Material for the task:
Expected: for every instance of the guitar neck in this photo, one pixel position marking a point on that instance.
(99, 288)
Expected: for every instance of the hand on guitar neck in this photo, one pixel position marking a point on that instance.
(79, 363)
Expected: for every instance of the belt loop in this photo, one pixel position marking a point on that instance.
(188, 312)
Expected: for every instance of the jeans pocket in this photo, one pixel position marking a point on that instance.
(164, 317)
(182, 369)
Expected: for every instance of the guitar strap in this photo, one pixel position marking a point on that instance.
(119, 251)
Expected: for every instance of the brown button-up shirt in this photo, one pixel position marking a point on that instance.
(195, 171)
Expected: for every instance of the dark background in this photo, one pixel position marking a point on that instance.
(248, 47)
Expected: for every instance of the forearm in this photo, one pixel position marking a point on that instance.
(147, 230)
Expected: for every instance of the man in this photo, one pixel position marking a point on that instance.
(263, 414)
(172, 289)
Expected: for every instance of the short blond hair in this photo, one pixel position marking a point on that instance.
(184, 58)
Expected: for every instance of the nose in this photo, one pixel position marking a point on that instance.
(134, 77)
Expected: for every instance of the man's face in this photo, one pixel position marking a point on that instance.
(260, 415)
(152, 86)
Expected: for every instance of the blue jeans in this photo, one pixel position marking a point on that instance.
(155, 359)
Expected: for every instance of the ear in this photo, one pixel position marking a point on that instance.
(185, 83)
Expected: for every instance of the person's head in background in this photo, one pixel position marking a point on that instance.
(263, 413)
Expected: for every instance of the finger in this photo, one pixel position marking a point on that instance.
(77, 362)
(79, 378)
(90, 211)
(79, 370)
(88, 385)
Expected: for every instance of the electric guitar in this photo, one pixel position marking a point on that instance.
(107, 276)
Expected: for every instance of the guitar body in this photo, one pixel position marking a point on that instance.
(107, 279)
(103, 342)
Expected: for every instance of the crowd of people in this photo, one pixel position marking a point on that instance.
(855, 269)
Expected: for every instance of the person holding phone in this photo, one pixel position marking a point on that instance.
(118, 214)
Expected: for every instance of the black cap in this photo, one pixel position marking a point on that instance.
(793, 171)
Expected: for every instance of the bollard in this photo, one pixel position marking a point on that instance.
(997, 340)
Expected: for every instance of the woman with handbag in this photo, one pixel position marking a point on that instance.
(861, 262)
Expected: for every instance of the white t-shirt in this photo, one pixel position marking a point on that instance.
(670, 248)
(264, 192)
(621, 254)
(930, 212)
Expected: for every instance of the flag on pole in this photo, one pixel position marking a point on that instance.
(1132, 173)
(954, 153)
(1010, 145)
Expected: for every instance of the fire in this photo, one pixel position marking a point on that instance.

Work instructions: Once more, write all of the records exactly as given.

Written reply:
Expected: for every instance of the guitar neck in this photo, one pixel position marking a point on that instance.
(99, 288)
Expected: for every instance of the hand on guitar neck in this photo, one pixel position marking a point on that instance.
(79, 363)
Expected: for every instance of the belt loop in this photo, one pixel position marking a point on that instance.
(188, 312)
Expected: for every instance of the jeans pocket in this photo, one pixel position marking a point on that instance.
(164, 317)
(182, 369)
Expected: for every instance of the guitar strap in this photo, one pixel position marking a point on that instance.
(119, 251)
Expected: for every instance of the brown button-up shirt in this photo, one pixel position marking a point on that instance.
(195, 171)
Expected: for every instance of the dark background in this photo, one pixel position marking a point on that instance.
(248, 47)
Expected: for every instance of the forearm in this photo, one pixel position marking a point on that instance.
(147, 230)
Expected: for every instance of the man in this photo, one pixel position marking a point on that instance.
(263, 414)
(172, 289)
Expected: for every instance of the short blond hair in this photo, one pixel position marking a point on that instance.
(184, 58)
Expected: for every instance of the nose in this photo, one pixel position marking a point on that instance.
(134, 77)
Expected: for every instance of the man's face in this photo, one pixel position marking a point on that instance.
(260, 415)
(152, 86)
Expected: for every instance of the blue jeans in this photo, one pixel position marking a point on that instance.
(155, 359)
Expected: for every instance of the ear in this photo, one pixel position marking a point on that instance.
(185, 83)
Expected: for every instance of the person's head in background in this photo, one pixel position marking a point on that instance.
(263, 413)
Expected: for every instance of the finger in this photo, one pixel position marking a point on that instance.
(77, 362)
(79, 378)
(90, 211)
(79, 370)
(88, 385)
Expected: for every instance of the electric guitar in this photo, one pixel position marking a point on that instance.
(107, 276)
Expected: for every instance of the guitar body in this photo, one pixel position marking a point on that instance.
(107, 279)
(103, 342)
Expected: for every instance of the crowd of people in this photo, one pixel position marking a point on that instance.
(855, 269)
Expected: for every instance of the person holding phone in this photo, one pixel position marking a point on that instance.
(118, 214)
Expected: for every instance of the black cap in this photo, one pixel position marking a point on that instance.
(793, 171)
Expected: for every instance of the bollard in this photo, one pixel position marking a point on that instance.
(997, 340)
Expected: for every instance of the woman with handbag in this photo, one pixel position marking a point on that instance.
(861, 262)
Expected: for every instance of the white t-shirt in this photo, one pixel position marking a point on that instance.
(670, 248)
(264, 192)
(621, 254)
(930, 212)
Expected: for every instance of the flag on pole in this photo, one pixel position marking a point on that instance.
(1132, 173)
(954, 153)
(1010, 145)
Expected: for every instance of the fire in this photo, one pixel position marking a point on that instance.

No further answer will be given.